**Consigne:**
Changez "cobblestone pavement" en "brick pavement" dans les entrées allant du début jusqu'à la ligne qui contient "x=296, y=321", celle-ci comprise. Recopiez tout le reste de ces lignes sans modification et sans les images.

(Étiquettes de points d'objets)
□ □ □ □ □ □ □
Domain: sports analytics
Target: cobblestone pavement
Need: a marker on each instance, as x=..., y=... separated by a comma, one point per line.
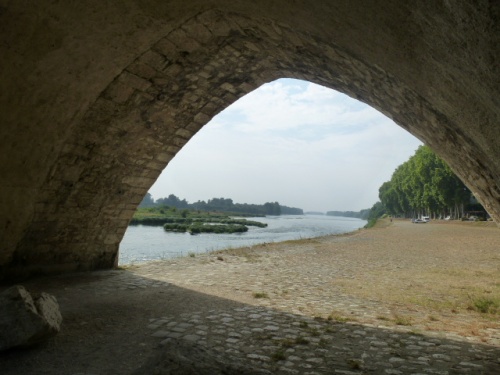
x=282, y=309
x=296, y=321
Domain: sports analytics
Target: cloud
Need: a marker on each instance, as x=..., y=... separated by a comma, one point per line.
x=293, y=142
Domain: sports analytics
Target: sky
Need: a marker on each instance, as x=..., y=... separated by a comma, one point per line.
x=294, y=142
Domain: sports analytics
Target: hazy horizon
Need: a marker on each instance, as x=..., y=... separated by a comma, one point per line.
x=293, y=142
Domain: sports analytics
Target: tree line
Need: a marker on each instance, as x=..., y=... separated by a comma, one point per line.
x=221, y=205
x=426, y=186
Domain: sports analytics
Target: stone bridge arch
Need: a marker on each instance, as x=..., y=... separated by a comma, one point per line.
x=94, y=115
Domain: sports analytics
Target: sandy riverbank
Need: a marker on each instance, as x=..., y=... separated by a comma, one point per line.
x=428, y=280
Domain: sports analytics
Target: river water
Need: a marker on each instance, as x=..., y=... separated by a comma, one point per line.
x=144, y=243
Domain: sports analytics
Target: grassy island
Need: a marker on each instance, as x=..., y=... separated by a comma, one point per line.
x=191, y=221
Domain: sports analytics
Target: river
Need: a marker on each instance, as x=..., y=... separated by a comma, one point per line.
x=144, y=243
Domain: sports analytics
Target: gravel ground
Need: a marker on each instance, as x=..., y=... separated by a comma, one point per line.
x=397, y=299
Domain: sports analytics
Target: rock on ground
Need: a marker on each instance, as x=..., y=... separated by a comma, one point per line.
x=25, y=320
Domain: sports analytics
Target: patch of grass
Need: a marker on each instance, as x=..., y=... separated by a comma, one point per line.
x=260, y=295
x=402, y=320
x=338, y=318
x=485, y=305
x=288, y=343
x=323, y=343
x=301, y=340
x=355, y=364
x=278, y=355
x=314, y=332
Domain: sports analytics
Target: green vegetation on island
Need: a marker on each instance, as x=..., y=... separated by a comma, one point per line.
x=174, y=220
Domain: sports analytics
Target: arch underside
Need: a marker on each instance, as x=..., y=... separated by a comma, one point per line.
x=112, y=151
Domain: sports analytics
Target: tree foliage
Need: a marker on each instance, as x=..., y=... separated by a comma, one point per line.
x=425, y=185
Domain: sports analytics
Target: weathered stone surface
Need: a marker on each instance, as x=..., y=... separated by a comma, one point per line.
x=180, y=357
x=26, y=321
x=92, y=93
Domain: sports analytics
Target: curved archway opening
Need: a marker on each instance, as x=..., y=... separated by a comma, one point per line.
x=289, y=141
x=146, y=109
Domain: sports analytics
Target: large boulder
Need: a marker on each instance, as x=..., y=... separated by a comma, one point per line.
x=25, y=320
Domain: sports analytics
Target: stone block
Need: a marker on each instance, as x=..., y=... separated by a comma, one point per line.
x=25, y=320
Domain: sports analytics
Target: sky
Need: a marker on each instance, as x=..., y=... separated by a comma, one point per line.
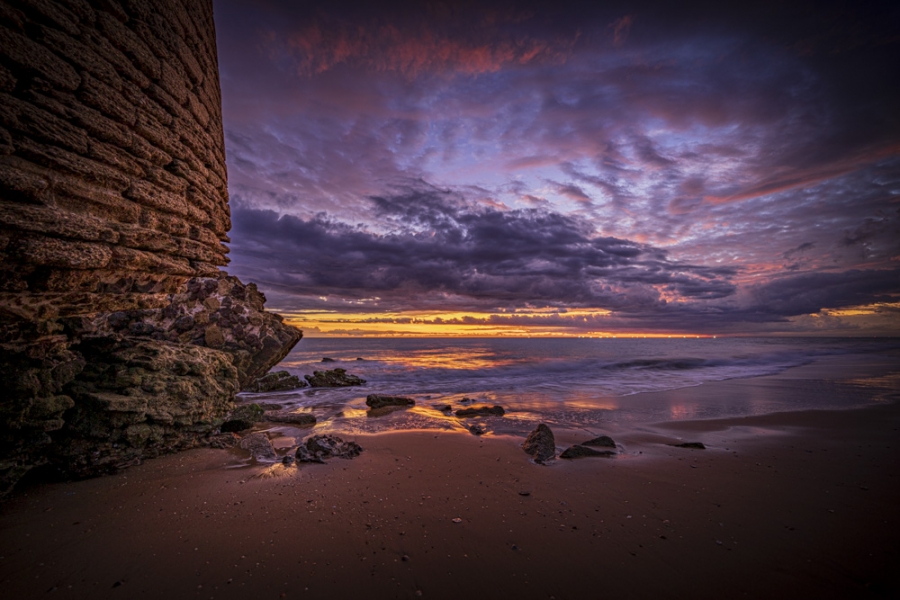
x=554, y=169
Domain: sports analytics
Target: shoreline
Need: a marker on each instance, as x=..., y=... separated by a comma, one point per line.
x=788, y=504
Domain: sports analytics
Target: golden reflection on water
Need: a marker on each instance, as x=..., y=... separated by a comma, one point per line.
x=452, y=358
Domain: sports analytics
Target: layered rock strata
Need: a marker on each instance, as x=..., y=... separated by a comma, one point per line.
x=119, y=337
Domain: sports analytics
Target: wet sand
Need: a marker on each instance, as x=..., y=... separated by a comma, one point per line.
x=786, y=505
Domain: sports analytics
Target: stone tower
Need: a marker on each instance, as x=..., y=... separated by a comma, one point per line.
x=113, y=214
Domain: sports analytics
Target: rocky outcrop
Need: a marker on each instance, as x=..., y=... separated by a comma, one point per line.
x=333, y=378
x=259, y=446
x=243, y=417
x=318, y=448
x=119, y=337
x=279, y=381
x=290, y=417
x=540, y=444
x=217, y=312
x=579, y=451
x=381, y=401
x=481, y=411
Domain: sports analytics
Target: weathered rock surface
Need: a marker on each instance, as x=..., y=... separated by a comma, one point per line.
x=481, y=411
x=243, y=417
x=333, y=378
x=578, y=451
x=278, y=381
x=259, y=446
x=119, y=337
x=540, y=444
x=290, y=417
x=234, y=312
x=318, y=448
x=603, y=441
x=137, y=399
x=693, y=445
x=381, y=401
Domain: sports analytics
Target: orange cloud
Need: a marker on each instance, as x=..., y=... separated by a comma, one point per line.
x=319, y=47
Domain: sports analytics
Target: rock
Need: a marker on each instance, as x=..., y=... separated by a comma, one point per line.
x=578, y=451
x=320, y=447
x=259, y=446
x=694, y=445
x=243, y=417
x=278, y=381
x=288, y=416
x=223, y=441
x=604, y=441
x=333, y=378
x=381, y=400
x=540, y=444
x=481, y=411
x=213, y=337
x=137, y=399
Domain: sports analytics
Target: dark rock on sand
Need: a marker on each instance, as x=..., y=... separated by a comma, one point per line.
x=540, y=444
x=604, y=441
x=276, y=382
x=578, y=451
x=259, y=446
x=320, y=447
x=481, y=411
x=382, y=400
x=333, y=378
x=222, y=441
x=243, y=417
x=290, y=417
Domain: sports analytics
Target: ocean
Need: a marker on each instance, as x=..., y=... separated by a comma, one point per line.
x=582, y=383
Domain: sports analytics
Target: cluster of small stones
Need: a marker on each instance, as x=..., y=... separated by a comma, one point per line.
x=119, y=337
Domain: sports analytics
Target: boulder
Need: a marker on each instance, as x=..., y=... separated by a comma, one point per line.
x=290, y=417
x=540, y=444
x=604, y=441
x=578, y=451
x=318, y=448
x=137, y=399
x=276, y=382
x=259, y=447
x=381, y=400
x=333, y=378
x=481, y=411
x=243, y=417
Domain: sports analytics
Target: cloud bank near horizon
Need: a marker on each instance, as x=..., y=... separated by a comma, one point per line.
x=699, y=169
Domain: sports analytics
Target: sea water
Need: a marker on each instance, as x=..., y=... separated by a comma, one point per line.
x=595, y=384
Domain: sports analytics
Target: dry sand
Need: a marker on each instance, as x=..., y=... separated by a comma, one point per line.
x=789, y=505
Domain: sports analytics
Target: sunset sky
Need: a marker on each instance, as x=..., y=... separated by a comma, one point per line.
x=516, y=168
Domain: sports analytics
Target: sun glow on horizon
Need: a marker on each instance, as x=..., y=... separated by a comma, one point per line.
x=537, y=323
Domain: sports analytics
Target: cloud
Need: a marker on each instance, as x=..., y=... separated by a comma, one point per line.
x=444, y=251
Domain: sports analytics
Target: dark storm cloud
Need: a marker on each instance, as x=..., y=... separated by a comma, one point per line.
x=481, y=257
x=757, y=143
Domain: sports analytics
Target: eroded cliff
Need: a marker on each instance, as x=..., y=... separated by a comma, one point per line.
x=120, y=338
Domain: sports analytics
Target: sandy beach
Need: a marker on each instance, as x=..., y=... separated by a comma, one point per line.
x=785, y=505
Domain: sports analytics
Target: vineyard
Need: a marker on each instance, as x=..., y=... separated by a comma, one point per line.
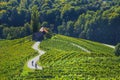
x=64, y=61
x=13, y=55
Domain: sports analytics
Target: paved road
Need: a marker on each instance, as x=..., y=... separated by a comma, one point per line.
x=82, y=48
x=32, y=63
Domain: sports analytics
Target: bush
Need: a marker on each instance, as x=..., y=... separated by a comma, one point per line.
x=117, y=50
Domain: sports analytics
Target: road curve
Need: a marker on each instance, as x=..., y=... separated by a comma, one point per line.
x=35, y=59
x=111, y=46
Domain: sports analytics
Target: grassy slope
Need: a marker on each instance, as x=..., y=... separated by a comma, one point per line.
x=13, y=56
x=65, y=61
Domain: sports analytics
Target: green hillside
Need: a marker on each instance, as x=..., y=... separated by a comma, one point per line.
x=65, y=61
x=13, y=56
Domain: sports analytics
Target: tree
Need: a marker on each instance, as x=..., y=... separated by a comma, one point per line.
x=117, y=50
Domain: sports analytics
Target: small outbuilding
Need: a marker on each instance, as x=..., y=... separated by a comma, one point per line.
x=39, y=36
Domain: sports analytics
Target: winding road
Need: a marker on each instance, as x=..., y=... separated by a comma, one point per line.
x=32, y=64
x=111, y=46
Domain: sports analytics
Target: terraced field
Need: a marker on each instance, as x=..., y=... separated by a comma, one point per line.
x=64, y=61
x=13, y=56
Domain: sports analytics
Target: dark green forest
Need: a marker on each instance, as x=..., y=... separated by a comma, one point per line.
x=97, y=20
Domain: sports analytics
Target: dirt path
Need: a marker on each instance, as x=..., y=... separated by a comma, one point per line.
x=32, y=63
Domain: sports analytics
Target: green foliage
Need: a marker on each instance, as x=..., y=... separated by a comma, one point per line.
x=96, y=20
x=35, y=18
x=63, y=60
x=13, y=56
x=117, y=50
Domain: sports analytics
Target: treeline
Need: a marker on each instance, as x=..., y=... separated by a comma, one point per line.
x=97, y=20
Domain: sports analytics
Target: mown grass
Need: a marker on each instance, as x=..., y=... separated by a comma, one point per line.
x=63, y=61
x=13, y=56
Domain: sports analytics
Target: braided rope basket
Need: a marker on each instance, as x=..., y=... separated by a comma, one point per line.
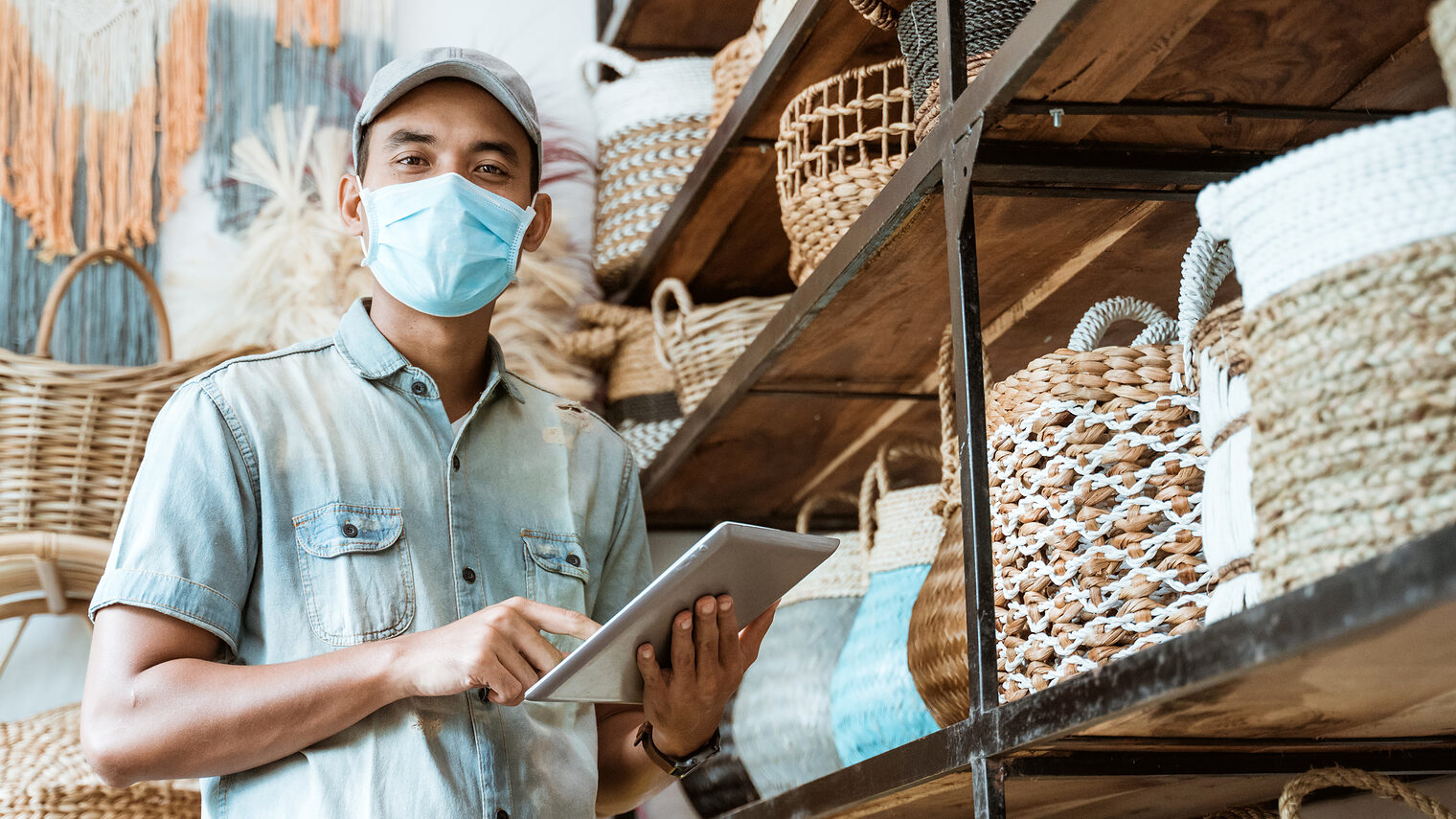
x=784, y=723
x=1346, y=252
x=1095, y=478
x=840, y=140
x=873, y=696
x=44, y=776
x=651, y=130
x=700, y=341
x=1216, y=366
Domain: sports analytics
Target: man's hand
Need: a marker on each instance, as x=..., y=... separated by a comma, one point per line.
x=498, y=646
x=710, y=654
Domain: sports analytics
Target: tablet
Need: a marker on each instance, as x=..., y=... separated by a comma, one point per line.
x=753, y=564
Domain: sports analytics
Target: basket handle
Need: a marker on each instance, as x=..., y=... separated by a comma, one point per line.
x=1379, y=785
x=879, y=13
x=601, y=55
x=677, y=290
x=1204, y=267
x=63, y=282
x=819, y=502
x=1088, y=335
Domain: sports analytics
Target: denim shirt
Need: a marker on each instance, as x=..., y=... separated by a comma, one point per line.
x=316, y=497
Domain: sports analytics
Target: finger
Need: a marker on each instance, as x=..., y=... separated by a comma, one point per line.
x=705, y=636
x=682, y=648
x=728, y=651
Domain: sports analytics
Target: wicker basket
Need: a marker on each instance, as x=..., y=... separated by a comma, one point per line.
x=1346, y=252
x=1097, y=466
x=699, y=343
x=44, y=776
x=783, y=718
x=873, y=698
x=1216, y=363
x=839, y=143
x=651, y=128
x=72, y=435
x=641, y=393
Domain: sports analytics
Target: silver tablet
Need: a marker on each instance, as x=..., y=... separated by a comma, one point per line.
x=753, y=564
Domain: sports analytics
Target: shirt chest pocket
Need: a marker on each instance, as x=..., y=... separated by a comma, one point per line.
x=557, y=575
x=355, y=569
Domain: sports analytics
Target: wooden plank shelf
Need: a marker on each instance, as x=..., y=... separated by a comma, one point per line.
x=1355, y=668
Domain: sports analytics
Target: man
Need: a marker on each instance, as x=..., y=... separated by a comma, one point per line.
x=332, y=576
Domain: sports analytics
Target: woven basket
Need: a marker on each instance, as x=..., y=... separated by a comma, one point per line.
x=1216, y=366
x=699, y=343
x=783, y=720
x=839, y=143
x=641, y=393
x=1097, y=466
x=873, y=698
x=72, y=435
x=651, y=128
x=1346, y=252
x=44, y=776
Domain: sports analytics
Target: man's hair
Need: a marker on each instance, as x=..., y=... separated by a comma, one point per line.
x=363, y=158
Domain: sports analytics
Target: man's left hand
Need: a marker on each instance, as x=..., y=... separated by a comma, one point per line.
x=710, y=654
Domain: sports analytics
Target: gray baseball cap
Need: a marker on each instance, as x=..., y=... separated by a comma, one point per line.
x=491, y=73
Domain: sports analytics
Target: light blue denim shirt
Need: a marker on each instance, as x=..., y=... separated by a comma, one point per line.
x=316, y=497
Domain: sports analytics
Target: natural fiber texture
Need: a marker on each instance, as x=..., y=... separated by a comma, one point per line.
x=1379, y=785
x=86, y=91
x=1095, y=478
x=44, y=776
x=839, y=143
x=72, y=435
x=1354, y=411
x=699, y=343
x=733, y=66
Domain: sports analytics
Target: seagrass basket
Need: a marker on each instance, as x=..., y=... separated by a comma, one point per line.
x=783, y=718
x=1216, y=366
x=1346, y=255
x=1095, y=477
x=873, y=696
x=44, y=776
x=840, y=140
x=641, y=393
x=651, y=130
x=700, y=341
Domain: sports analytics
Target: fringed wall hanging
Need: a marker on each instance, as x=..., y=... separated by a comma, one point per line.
x=284, y=53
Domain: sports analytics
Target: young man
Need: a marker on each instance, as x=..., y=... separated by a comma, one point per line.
x=330, y=581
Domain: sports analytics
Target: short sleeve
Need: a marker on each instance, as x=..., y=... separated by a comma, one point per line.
x=627, y=567
x=188, y=536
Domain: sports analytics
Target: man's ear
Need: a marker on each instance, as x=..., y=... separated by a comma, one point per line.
x=536, y=234
x=352, y=206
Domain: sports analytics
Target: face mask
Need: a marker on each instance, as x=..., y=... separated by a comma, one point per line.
x=442, y=245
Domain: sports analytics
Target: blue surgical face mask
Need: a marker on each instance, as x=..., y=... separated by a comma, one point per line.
x=443, y=245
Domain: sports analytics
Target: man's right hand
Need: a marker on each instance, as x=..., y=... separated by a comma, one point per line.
x=500, y=648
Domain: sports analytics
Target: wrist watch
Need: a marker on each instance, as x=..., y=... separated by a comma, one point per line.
x=677, y=765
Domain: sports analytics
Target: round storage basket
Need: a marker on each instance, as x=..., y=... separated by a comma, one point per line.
x=1216, y=366
x=783, y=717
x=699, y=343
x=1346, y=252
x=873, y=696
x=641, y=393
x=651, y=128
x=1095, y=478
x=44, y=776
x=839, y=143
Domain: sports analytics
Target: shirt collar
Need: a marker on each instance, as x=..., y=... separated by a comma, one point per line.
x=373, y=357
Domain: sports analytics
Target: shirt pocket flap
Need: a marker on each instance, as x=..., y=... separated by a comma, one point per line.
x=342, y=528
x=560, y=554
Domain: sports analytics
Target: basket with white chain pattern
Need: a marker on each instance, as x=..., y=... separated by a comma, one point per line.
x=1095, y=489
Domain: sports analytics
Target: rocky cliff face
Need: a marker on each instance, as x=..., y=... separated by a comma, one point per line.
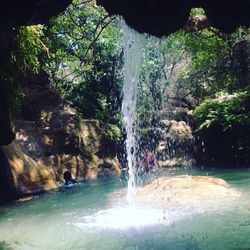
x=50, y=140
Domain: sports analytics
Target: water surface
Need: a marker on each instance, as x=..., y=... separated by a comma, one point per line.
x=81, y=217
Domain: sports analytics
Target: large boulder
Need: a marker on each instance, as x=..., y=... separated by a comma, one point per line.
x=25, y=175
x=183, y=193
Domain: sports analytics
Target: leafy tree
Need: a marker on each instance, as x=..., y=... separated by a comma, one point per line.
x=27, y=50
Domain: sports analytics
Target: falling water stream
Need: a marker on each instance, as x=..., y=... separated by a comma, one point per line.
x=133, y=45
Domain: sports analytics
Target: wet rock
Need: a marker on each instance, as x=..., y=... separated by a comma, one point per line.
x=183, y=193
x=26, y=175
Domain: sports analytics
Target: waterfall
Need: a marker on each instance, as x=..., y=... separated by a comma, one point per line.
x=132, y=65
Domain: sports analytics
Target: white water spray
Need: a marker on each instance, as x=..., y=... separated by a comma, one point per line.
x=132, y=56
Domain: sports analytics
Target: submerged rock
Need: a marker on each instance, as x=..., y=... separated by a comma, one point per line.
x=184, y=192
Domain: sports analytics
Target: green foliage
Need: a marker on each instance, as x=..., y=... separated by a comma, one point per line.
x=27, y=48
x=85, y=63
x=111, y=132
x=197, y=11
x=85, y=49
x=228, y=114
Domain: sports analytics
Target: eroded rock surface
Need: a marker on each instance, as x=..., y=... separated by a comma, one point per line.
x=184, y=192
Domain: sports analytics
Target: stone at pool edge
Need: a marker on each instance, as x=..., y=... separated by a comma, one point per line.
x=183, y=192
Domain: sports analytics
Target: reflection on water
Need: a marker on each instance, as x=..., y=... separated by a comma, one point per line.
x=82, y=217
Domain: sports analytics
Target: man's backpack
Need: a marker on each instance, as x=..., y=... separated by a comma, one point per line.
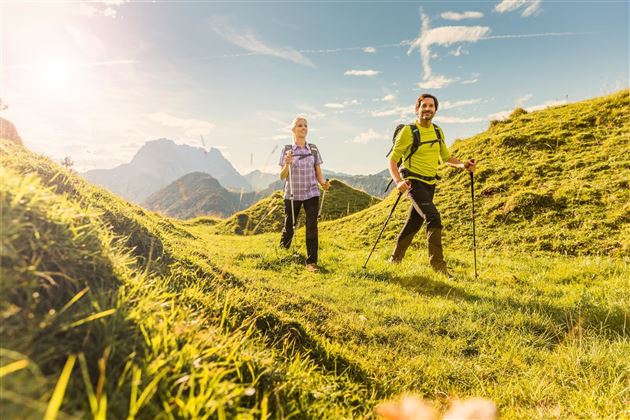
x=416, y=143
□ □ □ □ □ □ □
**Résultat attendu:**
Domain: sports analytics
Target: brick pavement
Need: a marker on each instance, as x=..., y=... separated by a comma, one point per line.
x=282, y=309
x=296, y=321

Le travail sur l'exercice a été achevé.